EXERCISE OBJECTIVE ▸ Change "embroidered logo" to "stitched badge" in the lines of the material starting at the one containing "of the embroidered" and ending at the one containing "[[897, 327]]", and return only those lines with nothing else altered.

Labeled-object pointing entries ▸
— start —

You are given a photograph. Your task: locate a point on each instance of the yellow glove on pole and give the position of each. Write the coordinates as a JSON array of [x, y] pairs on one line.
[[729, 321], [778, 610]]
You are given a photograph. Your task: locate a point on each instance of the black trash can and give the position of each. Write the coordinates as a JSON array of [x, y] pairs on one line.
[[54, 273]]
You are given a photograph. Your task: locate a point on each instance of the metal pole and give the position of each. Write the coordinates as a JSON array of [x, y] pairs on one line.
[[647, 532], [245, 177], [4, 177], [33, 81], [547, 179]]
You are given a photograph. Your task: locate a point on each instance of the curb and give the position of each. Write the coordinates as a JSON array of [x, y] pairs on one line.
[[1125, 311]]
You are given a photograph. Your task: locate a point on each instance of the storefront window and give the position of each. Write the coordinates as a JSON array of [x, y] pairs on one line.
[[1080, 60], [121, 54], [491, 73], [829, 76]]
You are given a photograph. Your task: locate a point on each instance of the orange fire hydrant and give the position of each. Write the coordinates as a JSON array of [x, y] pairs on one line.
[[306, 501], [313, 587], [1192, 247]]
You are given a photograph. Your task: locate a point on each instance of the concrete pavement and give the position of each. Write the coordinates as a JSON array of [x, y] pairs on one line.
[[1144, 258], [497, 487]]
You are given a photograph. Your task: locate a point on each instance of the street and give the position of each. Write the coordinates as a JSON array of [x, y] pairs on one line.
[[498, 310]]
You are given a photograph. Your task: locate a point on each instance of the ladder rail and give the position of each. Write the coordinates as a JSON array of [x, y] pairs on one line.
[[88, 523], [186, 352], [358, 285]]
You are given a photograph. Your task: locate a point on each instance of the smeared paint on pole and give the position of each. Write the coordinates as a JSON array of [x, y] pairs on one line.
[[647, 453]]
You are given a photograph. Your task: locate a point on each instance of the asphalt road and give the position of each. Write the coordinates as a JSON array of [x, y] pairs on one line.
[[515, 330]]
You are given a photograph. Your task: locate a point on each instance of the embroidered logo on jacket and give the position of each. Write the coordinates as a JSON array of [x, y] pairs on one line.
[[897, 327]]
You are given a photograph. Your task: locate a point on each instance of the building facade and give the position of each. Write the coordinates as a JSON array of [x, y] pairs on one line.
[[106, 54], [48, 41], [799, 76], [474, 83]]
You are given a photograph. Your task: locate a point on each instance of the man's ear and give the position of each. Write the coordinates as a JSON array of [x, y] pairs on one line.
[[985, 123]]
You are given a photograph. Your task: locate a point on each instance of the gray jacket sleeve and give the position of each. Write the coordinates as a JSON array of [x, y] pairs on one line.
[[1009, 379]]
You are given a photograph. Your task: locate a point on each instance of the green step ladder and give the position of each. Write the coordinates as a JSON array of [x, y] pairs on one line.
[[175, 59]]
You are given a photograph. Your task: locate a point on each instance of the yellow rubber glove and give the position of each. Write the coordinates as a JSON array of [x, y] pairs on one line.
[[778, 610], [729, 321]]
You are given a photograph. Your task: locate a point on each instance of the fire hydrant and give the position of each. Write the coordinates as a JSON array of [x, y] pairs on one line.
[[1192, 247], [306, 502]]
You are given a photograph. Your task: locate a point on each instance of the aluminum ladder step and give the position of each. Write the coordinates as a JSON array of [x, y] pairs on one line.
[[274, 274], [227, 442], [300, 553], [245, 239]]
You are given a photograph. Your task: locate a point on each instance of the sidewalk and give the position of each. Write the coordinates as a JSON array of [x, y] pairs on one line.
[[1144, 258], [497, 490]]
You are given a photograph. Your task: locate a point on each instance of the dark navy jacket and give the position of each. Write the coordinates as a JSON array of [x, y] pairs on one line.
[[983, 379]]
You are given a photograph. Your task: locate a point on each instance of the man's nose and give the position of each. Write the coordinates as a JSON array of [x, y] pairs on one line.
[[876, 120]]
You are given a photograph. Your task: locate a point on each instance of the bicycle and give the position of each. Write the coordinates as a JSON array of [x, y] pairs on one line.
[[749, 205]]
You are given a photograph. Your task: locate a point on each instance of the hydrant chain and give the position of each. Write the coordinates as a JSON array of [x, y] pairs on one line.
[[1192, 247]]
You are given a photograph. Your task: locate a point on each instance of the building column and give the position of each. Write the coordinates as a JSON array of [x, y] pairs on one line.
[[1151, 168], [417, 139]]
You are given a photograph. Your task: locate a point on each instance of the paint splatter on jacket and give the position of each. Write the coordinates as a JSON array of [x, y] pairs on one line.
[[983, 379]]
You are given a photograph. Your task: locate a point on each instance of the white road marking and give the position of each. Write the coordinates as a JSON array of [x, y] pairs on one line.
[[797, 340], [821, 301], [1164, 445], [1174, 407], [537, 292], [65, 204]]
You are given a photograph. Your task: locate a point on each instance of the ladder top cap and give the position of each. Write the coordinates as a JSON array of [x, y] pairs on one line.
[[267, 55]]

— end —

COMPLETED EXERCISE ▸
You are given a photograph. Your task: locate a point on each instance of the stitched badge on jacket and give the position of each. Write the coordinates as a JSON array of [x, y] pairs on one line.
[[897, 327]]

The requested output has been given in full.